◆ DATA TO USE:

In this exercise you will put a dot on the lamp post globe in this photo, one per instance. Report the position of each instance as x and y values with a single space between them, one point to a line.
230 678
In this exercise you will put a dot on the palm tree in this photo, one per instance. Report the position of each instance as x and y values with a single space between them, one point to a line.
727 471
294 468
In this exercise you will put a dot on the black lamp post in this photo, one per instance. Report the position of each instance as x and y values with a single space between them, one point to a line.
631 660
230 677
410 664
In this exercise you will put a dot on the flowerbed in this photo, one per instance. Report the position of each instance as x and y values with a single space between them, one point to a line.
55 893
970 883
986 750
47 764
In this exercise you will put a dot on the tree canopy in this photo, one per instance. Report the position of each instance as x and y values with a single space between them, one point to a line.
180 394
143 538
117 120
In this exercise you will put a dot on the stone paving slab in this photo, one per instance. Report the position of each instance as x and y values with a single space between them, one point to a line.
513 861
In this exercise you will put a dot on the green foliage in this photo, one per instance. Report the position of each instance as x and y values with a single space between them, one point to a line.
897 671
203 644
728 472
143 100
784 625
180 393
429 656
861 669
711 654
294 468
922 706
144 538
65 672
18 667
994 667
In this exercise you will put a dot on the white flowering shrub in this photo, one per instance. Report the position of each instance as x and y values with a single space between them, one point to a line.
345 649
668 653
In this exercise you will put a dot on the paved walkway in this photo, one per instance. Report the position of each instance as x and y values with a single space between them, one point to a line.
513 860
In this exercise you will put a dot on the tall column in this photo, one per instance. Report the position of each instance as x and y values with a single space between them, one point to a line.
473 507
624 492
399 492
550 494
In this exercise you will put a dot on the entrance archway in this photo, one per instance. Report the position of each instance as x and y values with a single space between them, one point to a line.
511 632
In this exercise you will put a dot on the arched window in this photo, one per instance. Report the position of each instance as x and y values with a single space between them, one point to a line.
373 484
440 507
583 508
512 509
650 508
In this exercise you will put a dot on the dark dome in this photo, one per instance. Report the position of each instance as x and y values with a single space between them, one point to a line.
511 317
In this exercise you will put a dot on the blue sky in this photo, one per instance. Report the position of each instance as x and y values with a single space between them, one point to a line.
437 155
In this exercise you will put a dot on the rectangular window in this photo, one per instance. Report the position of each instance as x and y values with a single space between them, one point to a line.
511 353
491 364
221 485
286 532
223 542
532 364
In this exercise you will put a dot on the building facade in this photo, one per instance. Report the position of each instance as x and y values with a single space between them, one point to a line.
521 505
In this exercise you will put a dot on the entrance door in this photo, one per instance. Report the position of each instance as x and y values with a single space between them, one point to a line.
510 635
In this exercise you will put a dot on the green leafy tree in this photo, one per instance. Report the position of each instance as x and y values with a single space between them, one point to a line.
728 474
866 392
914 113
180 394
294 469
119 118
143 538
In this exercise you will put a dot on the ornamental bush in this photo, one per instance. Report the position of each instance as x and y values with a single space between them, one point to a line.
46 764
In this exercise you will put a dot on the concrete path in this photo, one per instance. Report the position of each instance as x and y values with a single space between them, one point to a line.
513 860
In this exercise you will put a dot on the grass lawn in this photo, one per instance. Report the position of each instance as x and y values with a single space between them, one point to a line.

...

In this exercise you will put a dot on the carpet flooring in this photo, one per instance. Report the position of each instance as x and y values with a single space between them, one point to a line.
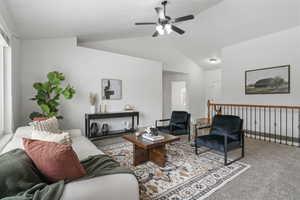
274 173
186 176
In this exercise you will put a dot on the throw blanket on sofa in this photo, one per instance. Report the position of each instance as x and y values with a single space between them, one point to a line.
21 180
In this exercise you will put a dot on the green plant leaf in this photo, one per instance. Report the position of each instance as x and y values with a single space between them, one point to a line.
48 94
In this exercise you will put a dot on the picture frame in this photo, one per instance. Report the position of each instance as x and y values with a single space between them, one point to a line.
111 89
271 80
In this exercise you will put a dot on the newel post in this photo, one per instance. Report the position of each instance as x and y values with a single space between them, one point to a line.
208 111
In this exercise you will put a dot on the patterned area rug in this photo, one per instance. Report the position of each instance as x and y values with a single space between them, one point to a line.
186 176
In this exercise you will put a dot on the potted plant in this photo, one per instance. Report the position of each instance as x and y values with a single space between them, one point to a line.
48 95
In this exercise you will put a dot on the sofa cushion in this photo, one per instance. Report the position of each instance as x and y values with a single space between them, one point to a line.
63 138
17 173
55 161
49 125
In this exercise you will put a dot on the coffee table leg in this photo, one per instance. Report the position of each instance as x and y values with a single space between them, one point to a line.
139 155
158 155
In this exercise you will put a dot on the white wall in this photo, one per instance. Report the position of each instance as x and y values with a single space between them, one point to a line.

◆ GOAL OF THE EXERCISE: Copy out the data word for word, starting at the line containing "In this exercise you will put a dot on the ornamental" and continuing through the line containing "In this exercise you will put a dot on the grass", including both of those lines.

◆ EXERCISE SOLUTION:
In this exercise you will put a dot on the ornamental bush in this photo, one per instance. Report the position of each instance as x and y values with a single space between them, one point to a line.
46 764
In this exercise you will put a dot on the concrete path in this photo, one per instance. Report the position of each instance as x and y values with a single space between them, one point to a line.
513 860
In this exercise you will put a dot on the grass lawn in this photo, one per instance. Report the position of each instance as x and y values with a single space between them, one point to a line.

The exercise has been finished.